- [WORK TO COMPLETE] In the listing below, change "trace the outline" to "draw the boundary" and write the text out again with nothing else altered. Leave out the pictures.

============

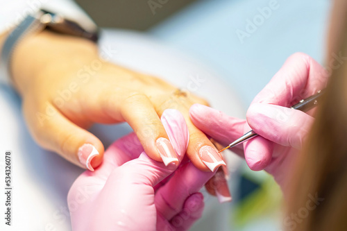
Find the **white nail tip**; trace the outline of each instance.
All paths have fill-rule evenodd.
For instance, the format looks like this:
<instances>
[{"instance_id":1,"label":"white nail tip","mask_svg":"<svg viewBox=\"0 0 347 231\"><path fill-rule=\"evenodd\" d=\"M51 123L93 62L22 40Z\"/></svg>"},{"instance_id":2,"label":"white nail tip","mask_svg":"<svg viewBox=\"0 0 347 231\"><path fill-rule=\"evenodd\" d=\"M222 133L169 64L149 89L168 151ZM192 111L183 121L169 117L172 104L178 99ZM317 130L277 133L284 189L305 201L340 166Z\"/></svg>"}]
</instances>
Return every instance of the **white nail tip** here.
<instances>
[{"instance_id":1,"label":"white nail tip","mask_svg":"<svg viewBox=\"0 0 347 231\"><path fill-rule=\"evenodd\" d=\"M216 191L216 196L217 197L218 201L219 201L220 203L223 203L226 202L230 202L232 200L231 196L224 196L219 194L217 191Z\"/></svg>"},{"instance_id":2,"label":"white nail tip","mask_svg":"<svg viewBox=\"0 0 347 231\"><path fill-rule=\"evenodd\" d=\"M216 170L216 169L221 165L226 165L226 162L223 160L213 163L208 162L206 161L203 160L203 162L208 166L208 168L210 169L210 170L211 170L211 171L214 171L214 170Z\"/></svg>"},{"instance_id":3,"label":"white nail tip","mask_svg":"<svg viewBox=\"0 0 347 231\"><path fill-rule=\"evenodd\" d=\"M175 164L176 164L179 162L178 159L177 159L177 158L167 157L166 156L161 155L160 153L159 153L159 154L160 155L160 157L162 157L162 162L164 162L164 164L165 164L165 166L168 166L169 164L174 163L174 162L175 162Z\"/></svg>"},{"instance_id":4,"label":"white nail tip","mask_svg":"<svg viewBox=\"0 0 347 231\"><path fill-rule=\"evenodd\" d=\"M92 160L94 158L94 157L98 155L99 153L96 148L93 146L93 150L92 150L92 153L90 154L88 157L87 158L87 161L85 162L85 166L87 169L89 170L94 171L94 168L92 166L91 162Z\"/></svg>"}]
</instances>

============

- [RESPONSE FOR THIS EXERCISE]
Find the **white nail tip**; draw the boundary of each instance.
All paths have fill-rule evenodd.
For instance, the format looks like this:
<instances>
[{"instance_id":1,"label":"white nail tip","mask_svg":"<svg viewBox=\"0 0 347 231\"><path fill-rule=\"evenodd\" d=\"M51 123L93 62L22 40Z\"/></svg>"},{"instance_id":2,"label":"white nail tip","mask_svg":"<svg viewBox=\"0 0 347 231\"><path fill-rule=\"evenodd\" d=\"M222 133L169 64L149 89L168 151ZM192 111L183 121L169 117L172 104L178 99ZM317 130L277 133L284 189L305 201L340 166Z\"/></svg>"}]
</instances>
Return every instance of the **white nail tip** here.
<instances>
[{"instance_id":1,"label":"white nail tip","mask_svg":"<svg viewBox=\"0 0 347 231\"><path fill-rule=\"evenodd\" d=\"M216 191L216 196L217 197L218 201L219 201L220 203L223 203L226 202L230 202L232 200L231 196L224 196L219 194L217 191Z\"/></svg>"},{"instance_id":2,"label":"white nail tip","mask_svg":"<svg viewBox=\"0 0 347 231\"><path fill-rule=\"evenodd\" d=\"M216 170L216 169L221 165L226 165L226 162L223 160L213 163L208 162L206 161L203 160L203 162L208 166L208 168L210 169L210 170L211 170L211 171L214 171L214 170Z\"/></svg>"},{"instance_id":3,"label":"white nail tip","mask_svg":"<svg viewBox=\"0 0 347 231\"><path fill-rule=\"evenodd\" d=\"M175 164L176 164L179 162L178 159L177 159L177 158L167 157L166 156L161 155L160 153L159 153L159 154L160 155L160 157L162 157L162 162L164 162L164 164L165 164L165 166L168 166L169 164L174 163L174 162L175 162Z\"/></svg>"},{"instance_id":4,"label":"white nail tip","mask_svg":"<svg viewBox=\"0 0 347 231\"><path fill-rule=\"evenodd\" d=\"M92 160L94 158L94 157L98 155L99 153L96 148L93 146L93 150L92 150L92 153L90 154L88 157L87 158L87 161L85 162L85 166L87 169L89 170L94 171L94 168L92 166L91 162Z\"/></svg>"}]
</instances>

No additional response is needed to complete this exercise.